Fragmento elegido:
□ □ □ □ □
Arturo Pérez-Reverte. XLSemanal, 18 de Octubre de 2009

sábado, 10 de octubre de 2009

LAS TIENDAS DESAPARECIDAS

Cada vez que doy un paseo veo más tiendas cerradas. Algunas, las de toda la vida, habían sobrevivido a guerras y conmociones diversas. Eran parte del paisaje. De pronto, el escaparate vacío, el rótulo desapercido de la fachada, me dejan aturdido, como ocurre con las muerte súbitas o las desgracias inesperadas. Es una sensación de pérdida irreparable, aunque sólo haya echado vistazos al escaparate, sin entrar nunca. Otras de esas tiendas son negocios recientes: comercios abiertos hace un par de años, e incluso pocos meses; primero, los trabajos que precedían a la apertura, y después la inauguración, todo flamante, dueños y dependientes a la expectativa, esperanzados. Ahora paso por delante y advierto que los cristales están cubiertos y la puerta cerrada. Y me estremezco contagiado de la desilusión, la derrota que trasmite ese triste cristal pegado al cristal con las palabras se alquila o se traspasa.
En lo que va de año, la relación es como de una lista de bajas depués de un combate sangriento. Entre las que conozco hay una parafarmacia, dos tiendas de complementos, una de música clásica, una estupenda tienda de vinos, una ferretería, una tienda de historietas, tres de regalos, dos de muebles, cuatro anticuarios, una librería, dos buenas panaderías, una galería de arte, una sombrerería, una mercería e innumerables tiendas de ropa. También -ésa fue un golpe duro, por lo simbólico- una juguetería grande y bien surtida. Me gustaba entrar en ella, recobrando la vieja sensación que, quienes fuimos niños cuando no había televisión, ni videoconsola, ni nos habíamos vuelto todos -críos incluidos- completamente cibergilipollas, conservamos del tiempo en que una juguetería con sus muñecas, trenes, soldados, escopetas, cocinitas, caballos de cartón, disfraces de torero y juegos reunidos Geyper, era el lugar más fascinante del mundo.
Ahora hablamos de crisis cada día. Hasta los putos políticos y las putas políticas -que no es lo mismo que políticas putas, ahórrenme las putas cartas- lo hacen con la misma impavidez con que antes afirmaban lo contrario. En todo caso, una cosa es manejar estadísticas; y otra, pisar la calle y haber conocido esas tiendas una por una, recordando los rostros de propietarios y dependientes, su desasosiego en los últimos tiempos, la esperanza, menor cada día, de que alguien se parase ante el escaparate, se animara y entrase a comprar, sabiendo que de ese acto dependían el bienestar, el futuro, la familia. Haber presenciado tanta angustia diaria, la ausencia de clientes, el miedo a que tal o cual crédito no llegara, o a no tener con qué pagarlo. El saberse condenados y sin esperanza mientras, en las tiendas desiertas que con tanta ilusión abrieron, languidecían su trabajo y sus ahorros. Morían tantos sueños.
□ □ □ □ □
Registros:
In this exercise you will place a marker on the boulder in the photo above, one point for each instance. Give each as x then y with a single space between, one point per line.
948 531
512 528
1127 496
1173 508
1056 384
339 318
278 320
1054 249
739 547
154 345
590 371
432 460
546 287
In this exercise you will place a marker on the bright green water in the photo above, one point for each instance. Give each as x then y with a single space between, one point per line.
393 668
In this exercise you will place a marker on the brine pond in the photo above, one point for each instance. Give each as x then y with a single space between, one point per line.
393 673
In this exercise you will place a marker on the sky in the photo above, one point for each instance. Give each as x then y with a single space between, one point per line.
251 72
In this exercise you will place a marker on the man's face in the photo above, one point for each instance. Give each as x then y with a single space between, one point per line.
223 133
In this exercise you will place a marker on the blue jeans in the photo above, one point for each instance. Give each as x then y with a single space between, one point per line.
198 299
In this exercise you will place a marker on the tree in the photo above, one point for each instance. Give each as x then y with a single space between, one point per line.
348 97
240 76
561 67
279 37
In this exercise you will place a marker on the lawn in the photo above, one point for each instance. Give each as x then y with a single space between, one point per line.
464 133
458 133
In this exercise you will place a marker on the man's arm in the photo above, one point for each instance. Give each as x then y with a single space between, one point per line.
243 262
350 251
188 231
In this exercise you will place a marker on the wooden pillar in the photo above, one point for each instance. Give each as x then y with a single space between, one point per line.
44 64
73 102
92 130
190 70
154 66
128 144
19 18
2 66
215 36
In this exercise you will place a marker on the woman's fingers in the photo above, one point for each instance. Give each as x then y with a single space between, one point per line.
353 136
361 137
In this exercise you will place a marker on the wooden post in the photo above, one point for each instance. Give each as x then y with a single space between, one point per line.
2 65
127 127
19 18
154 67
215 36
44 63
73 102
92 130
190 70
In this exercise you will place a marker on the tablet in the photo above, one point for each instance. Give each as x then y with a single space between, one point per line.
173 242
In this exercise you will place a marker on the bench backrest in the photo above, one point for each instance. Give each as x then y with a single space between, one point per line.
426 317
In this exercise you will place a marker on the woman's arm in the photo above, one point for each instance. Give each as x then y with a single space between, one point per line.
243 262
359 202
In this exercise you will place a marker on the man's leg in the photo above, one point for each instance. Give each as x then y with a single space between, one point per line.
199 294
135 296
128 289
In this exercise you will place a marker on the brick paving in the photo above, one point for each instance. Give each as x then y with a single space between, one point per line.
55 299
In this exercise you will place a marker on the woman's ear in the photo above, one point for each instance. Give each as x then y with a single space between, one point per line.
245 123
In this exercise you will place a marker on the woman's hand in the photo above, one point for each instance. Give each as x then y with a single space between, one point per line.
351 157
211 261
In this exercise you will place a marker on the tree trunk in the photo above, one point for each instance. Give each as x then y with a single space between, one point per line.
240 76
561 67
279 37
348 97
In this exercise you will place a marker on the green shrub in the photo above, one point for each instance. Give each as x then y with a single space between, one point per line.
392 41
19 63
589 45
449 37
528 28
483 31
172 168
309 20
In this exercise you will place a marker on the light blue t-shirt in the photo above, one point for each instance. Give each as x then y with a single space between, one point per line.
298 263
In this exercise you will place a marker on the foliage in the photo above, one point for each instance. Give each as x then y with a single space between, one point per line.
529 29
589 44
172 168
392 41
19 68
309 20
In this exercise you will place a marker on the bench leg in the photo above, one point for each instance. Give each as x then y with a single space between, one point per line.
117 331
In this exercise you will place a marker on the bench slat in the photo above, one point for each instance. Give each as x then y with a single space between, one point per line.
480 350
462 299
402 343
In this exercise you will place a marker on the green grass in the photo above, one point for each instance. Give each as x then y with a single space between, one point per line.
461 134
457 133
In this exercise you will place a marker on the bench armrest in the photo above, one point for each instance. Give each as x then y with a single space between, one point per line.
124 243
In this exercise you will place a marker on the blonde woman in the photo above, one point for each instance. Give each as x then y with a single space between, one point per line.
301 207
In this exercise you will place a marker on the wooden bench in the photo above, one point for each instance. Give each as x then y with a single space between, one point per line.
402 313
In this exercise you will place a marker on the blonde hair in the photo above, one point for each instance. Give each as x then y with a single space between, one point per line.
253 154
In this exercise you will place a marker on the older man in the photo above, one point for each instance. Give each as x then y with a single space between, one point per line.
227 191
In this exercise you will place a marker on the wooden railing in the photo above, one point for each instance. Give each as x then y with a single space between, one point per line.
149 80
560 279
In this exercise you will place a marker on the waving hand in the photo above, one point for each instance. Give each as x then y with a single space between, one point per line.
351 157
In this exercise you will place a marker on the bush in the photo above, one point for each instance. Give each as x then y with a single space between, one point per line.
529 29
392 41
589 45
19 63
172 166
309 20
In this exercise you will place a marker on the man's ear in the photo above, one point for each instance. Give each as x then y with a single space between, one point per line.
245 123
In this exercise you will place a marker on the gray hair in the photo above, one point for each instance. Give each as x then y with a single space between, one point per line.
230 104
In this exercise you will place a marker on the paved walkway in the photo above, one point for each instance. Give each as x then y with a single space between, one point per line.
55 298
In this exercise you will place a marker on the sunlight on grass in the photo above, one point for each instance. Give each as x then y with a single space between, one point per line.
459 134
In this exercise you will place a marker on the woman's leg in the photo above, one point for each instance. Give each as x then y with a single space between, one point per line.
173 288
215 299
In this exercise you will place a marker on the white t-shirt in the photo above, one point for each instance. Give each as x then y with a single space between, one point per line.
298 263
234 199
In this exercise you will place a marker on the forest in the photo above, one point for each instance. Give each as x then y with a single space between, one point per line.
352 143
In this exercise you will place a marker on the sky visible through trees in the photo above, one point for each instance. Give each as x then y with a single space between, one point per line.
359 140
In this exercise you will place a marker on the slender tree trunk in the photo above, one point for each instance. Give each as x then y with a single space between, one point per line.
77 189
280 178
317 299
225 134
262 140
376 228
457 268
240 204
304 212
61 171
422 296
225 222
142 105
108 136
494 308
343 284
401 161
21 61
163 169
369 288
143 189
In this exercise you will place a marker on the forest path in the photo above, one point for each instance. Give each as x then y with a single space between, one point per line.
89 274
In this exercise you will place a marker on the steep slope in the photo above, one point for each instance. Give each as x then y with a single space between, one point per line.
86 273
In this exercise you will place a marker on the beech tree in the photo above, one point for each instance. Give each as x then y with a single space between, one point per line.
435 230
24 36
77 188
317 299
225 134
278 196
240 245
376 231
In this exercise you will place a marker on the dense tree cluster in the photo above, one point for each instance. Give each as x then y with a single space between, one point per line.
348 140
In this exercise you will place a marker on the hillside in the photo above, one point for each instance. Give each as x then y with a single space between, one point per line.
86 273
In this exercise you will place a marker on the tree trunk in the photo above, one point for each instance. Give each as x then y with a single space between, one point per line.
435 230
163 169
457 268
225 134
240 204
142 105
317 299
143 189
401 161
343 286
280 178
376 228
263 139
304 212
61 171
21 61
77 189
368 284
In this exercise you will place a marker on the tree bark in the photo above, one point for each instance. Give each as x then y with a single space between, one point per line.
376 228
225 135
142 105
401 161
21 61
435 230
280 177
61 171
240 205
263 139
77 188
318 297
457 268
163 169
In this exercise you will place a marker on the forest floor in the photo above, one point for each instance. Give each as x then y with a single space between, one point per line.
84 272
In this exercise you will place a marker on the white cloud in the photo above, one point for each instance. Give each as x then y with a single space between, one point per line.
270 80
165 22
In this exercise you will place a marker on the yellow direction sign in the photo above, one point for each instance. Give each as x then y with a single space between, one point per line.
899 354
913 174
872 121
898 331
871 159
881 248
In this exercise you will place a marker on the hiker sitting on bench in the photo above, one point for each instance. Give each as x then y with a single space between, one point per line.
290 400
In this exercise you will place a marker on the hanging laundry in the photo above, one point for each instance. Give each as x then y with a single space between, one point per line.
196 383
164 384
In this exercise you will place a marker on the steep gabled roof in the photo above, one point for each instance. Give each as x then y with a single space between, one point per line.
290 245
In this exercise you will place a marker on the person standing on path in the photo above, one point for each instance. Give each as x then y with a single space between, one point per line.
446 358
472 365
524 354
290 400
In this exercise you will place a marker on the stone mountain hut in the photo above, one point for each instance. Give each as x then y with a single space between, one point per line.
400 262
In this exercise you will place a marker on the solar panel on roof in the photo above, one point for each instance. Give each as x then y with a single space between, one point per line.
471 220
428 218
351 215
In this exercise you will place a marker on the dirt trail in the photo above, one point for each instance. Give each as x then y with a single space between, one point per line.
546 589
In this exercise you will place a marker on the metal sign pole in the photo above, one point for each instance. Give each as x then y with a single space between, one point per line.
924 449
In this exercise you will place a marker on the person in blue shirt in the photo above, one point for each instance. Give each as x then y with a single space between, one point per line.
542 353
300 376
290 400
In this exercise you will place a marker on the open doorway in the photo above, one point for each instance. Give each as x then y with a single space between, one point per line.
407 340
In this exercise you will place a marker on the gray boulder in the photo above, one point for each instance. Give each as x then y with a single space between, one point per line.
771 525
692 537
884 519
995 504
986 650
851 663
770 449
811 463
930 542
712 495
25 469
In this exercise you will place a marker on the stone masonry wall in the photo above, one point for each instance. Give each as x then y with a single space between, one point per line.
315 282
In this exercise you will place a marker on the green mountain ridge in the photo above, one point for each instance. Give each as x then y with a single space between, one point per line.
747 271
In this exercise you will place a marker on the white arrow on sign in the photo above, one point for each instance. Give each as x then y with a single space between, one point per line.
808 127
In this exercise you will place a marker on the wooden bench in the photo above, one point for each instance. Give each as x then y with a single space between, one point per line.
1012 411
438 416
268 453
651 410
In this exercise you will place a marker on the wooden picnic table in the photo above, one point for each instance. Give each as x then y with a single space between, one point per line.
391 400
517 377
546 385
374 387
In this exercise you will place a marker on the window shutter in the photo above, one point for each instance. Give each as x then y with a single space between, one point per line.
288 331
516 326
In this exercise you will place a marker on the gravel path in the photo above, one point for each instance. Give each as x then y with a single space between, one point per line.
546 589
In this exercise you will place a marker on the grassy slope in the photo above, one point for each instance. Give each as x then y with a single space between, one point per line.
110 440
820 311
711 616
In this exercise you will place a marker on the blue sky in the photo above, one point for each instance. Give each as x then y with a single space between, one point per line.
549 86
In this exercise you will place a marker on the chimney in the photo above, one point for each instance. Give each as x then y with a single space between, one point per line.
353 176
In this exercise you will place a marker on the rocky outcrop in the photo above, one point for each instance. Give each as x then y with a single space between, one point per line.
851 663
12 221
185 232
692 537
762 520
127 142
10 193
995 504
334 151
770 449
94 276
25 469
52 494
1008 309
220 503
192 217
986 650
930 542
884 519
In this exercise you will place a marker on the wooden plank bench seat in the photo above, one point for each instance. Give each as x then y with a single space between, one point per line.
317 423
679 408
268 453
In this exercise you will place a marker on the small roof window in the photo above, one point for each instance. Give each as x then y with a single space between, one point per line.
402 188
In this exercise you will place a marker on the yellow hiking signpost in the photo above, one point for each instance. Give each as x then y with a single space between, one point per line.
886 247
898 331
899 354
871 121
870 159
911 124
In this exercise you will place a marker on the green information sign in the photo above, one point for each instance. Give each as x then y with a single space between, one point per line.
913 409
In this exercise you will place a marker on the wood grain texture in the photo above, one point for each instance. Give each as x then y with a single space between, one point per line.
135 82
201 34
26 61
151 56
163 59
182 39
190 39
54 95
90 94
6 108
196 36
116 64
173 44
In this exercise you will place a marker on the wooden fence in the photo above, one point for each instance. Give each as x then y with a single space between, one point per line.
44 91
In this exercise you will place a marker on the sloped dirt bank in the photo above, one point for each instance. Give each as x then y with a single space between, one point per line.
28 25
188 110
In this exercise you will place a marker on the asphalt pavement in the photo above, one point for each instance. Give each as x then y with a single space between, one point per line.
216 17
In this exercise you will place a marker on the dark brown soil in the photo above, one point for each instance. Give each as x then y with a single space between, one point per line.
□ □ □ □ □
Objetivo indicado 1: Según el fragmento elegido, ¿qué cierre fue un golpe duro por lo simbólico?
Objetivo indicado 2: Saca de los registros cada línea que contenga la palabra "white".
El fragmento y los registros vienen de fuentes distintas.

Respuesta completa 1: El de una juguetería grande y bien surtida.

Respuesta completa 2:
In this exercise you will place a marker on the white t-shirt in the photo above, one point for each instance. Give each as x then y with a single space between, one point per line.
In this exercise you will place a marker on the white cloud in the photo above, one point for each instance. Give each as x then y with a single space between, one point per line.
In this exercise you will place a marker on the white arrow on sign in the photo above, one point for each instance. Give each as x then y with a single space between, one point per line.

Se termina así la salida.